Material provided:

▼

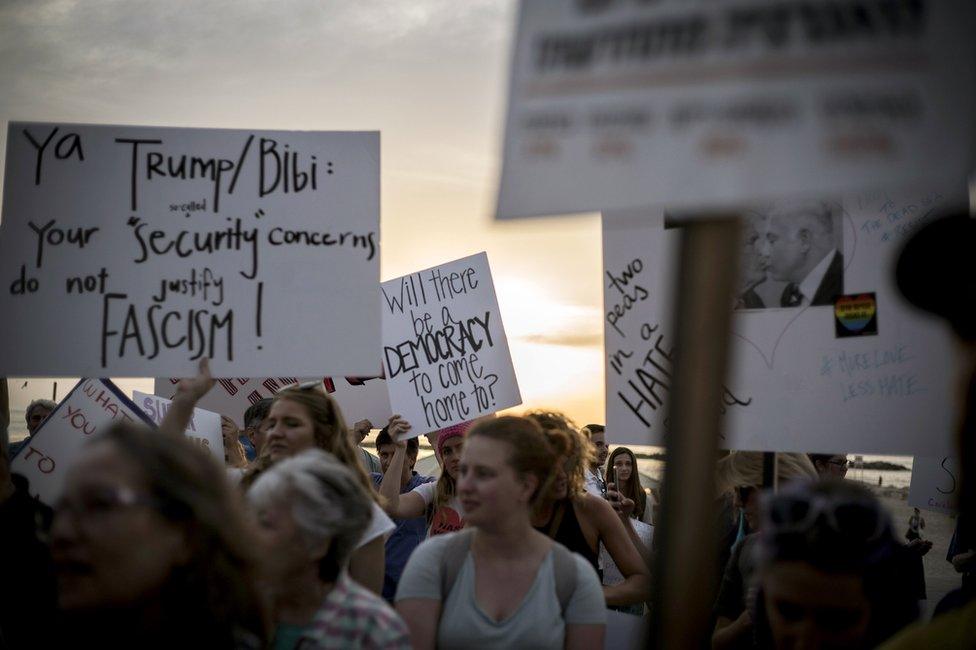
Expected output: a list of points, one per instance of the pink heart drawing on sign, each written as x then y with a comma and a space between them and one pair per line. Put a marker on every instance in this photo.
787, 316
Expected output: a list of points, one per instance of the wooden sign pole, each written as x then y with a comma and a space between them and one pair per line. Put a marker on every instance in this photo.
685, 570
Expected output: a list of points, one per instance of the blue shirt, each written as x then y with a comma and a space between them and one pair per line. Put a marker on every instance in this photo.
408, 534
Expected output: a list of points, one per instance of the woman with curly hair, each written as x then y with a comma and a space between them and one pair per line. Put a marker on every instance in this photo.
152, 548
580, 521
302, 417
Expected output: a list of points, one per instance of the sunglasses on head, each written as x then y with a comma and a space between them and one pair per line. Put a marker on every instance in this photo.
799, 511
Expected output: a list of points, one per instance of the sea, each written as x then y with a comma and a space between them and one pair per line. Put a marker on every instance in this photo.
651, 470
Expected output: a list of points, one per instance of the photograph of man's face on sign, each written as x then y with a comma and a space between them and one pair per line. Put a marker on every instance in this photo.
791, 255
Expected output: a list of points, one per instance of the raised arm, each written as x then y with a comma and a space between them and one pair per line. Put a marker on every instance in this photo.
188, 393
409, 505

▲
▼

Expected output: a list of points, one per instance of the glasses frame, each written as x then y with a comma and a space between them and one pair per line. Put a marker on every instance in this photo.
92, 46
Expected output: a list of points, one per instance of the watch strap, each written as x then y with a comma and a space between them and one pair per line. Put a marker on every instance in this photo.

▲
▼

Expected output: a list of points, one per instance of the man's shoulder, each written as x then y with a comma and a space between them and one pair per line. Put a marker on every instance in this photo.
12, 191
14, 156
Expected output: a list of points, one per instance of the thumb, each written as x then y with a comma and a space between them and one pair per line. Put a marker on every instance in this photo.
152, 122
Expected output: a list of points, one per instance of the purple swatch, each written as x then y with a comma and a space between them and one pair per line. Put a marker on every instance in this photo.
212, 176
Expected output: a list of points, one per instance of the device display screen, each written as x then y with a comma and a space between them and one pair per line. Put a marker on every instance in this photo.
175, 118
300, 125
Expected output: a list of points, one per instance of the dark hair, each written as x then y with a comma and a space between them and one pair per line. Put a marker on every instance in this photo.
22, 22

▲

Problem requirements: Extract each line of the material above that contains the string "hair", and copy those lines out. Matching is case-sensitive.

The result:
Expected output: a list of points, one per instance of the woman with curly hair, each written as x then y with a comma and a space between them and one pair per line. Put a marker on every instance in this photo.
Expected output: a list of points, one per instance of the dark hair, each written as x then y with a comma and a space between them and one pair per line. Put a marker on every instance in this photo.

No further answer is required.